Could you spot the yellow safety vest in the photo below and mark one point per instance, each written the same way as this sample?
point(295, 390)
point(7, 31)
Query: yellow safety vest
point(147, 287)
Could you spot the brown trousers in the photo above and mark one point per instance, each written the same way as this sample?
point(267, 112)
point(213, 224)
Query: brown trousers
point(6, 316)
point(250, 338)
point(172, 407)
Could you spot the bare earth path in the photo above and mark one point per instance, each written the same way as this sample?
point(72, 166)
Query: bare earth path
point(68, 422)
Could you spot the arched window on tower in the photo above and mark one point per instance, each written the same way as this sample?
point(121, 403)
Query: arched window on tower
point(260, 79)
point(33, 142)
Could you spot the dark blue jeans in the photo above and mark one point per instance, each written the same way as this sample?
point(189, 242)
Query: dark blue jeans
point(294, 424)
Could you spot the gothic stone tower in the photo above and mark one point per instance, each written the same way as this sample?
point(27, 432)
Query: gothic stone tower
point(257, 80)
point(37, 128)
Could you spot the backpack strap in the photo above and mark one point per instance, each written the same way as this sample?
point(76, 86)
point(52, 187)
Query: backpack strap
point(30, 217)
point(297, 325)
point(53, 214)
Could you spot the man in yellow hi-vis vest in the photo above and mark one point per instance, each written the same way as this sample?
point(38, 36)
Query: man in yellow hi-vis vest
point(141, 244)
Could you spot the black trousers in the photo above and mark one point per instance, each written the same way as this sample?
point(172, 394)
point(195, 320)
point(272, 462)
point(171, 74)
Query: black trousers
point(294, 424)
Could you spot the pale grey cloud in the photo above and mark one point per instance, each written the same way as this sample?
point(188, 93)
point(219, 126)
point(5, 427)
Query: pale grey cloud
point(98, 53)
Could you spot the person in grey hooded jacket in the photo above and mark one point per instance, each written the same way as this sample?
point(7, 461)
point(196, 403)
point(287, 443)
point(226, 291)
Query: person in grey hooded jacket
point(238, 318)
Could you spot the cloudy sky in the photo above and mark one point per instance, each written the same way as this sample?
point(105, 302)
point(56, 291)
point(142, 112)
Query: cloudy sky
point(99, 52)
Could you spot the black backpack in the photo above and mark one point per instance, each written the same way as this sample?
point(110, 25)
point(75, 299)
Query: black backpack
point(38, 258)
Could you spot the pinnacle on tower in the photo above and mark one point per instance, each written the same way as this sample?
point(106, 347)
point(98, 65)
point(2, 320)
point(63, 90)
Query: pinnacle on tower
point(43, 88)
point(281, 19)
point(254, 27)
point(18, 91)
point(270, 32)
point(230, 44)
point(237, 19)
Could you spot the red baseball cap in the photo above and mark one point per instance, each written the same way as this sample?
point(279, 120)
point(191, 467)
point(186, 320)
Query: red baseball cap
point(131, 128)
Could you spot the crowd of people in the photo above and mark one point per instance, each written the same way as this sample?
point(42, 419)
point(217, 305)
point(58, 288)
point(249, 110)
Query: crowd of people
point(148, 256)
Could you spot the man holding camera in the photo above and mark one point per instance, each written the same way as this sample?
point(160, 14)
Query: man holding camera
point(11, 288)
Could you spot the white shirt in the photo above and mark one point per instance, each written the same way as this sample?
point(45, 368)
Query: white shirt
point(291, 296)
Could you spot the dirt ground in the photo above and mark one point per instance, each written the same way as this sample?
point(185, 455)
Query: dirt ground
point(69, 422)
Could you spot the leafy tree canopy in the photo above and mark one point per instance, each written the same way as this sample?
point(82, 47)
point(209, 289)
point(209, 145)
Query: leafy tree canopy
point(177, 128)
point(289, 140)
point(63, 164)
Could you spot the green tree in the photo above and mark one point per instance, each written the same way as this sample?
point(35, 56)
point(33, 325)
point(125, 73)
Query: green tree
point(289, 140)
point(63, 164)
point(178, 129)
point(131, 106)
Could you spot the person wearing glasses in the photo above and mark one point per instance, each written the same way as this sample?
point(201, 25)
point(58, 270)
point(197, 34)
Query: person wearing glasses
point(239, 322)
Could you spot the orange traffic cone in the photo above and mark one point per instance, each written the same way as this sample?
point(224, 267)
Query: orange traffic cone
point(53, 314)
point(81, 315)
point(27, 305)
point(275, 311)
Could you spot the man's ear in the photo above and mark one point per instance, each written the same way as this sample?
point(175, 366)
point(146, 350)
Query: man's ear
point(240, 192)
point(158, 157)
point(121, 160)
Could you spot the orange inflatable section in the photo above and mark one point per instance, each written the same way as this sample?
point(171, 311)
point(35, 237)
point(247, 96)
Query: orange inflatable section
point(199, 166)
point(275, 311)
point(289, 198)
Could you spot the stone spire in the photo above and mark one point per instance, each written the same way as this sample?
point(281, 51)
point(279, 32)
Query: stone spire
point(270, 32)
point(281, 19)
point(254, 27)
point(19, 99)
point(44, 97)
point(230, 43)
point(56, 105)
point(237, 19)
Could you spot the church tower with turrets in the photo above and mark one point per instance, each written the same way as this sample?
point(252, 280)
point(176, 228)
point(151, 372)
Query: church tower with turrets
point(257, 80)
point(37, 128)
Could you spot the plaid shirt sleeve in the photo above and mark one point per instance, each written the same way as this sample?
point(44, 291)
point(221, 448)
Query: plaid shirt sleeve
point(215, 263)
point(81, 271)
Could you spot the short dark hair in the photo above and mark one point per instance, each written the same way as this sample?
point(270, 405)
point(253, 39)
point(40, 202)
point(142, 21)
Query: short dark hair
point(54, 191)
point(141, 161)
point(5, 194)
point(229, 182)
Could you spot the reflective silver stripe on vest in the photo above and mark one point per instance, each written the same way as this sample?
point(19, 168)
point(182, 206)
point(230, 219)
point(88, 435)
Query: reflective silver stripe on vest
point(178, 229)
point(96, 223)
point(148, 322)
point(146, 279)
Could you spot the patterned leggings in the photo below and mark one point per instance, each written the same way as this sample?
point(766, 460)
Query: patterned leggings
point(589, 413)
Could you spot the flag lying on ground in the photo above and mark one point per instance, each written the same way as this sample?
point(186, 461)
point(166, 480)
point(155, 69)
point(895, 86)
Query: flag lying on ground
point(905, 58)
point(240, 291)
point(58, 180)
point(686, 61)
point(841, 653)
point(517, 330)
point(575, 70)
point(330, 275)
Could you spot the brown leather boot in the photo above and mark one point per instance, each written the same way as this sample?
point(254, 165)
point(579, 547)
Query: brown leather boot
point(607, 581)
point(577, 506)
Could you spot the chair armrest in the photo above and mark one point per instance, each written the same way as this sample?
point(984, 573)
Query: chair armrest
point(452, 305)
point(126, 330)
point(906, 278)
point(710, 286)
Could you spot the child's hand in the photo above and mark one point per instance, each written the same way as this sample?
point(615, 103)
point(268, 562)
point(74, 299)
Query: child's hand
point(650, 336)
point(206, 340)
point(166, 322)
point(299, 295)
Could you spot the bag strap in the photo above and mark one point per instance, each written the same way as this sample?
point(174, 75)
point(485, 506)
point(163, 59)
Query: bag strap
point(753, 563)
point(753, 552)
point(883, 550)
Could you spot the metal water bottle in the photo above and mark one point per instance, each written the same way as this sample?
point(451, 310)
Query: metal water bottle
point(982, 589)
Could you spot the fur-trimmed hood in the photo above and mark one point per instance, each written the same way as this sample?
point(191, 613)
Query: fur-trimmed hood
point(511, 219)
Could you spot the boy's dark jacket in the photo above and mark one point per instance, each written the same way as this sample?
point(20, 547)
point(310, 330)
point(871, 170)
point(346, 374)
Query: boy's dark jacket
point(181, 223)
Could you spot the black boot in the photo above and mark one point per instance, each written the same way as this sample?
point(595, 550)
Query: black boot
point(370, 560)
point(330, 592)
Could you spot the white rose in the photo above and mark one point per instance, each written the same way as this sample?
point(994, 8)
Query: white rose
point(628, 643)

[Required work]
Put everything from the start of the data above down to the line containing "point(33, 142)", both ends included, into a JSON list of strings with one string per line and no blank lines.

[Final answer]
[
  "Could you spot the yellow safety vest in the photo below and mark one point per instance, each written the same way as this sample?",
  "point(295, 390)",
  "point(7, 31)",
  "Query: yellow safety vest",
  "point(147, 287)",
  "Could you spot the brown trousers in the photo above and mark one point per instance, each written the same way as this sample?",
  "point(267, 112)",
  "point(213, 224)",
  "Query: brown trousers",
  "point(6, 316)",
  "point(250, 338)",
  "point(172, 407)",
  "Could you spot the bare earth path in the photo above and mark one point per instance, each written the same way as this sample?",
  "point(72, 166)",
  "Query: bare earth path",
  "point(68, 422)",
  "Could you spot the arched window on tower in the photo above and mark one point per instance, each written the same way as this sample?",
  "point(121, 403)",
  "Query: arched window on tower",
  "point(260, 79)",
  "point(33, 142)"
]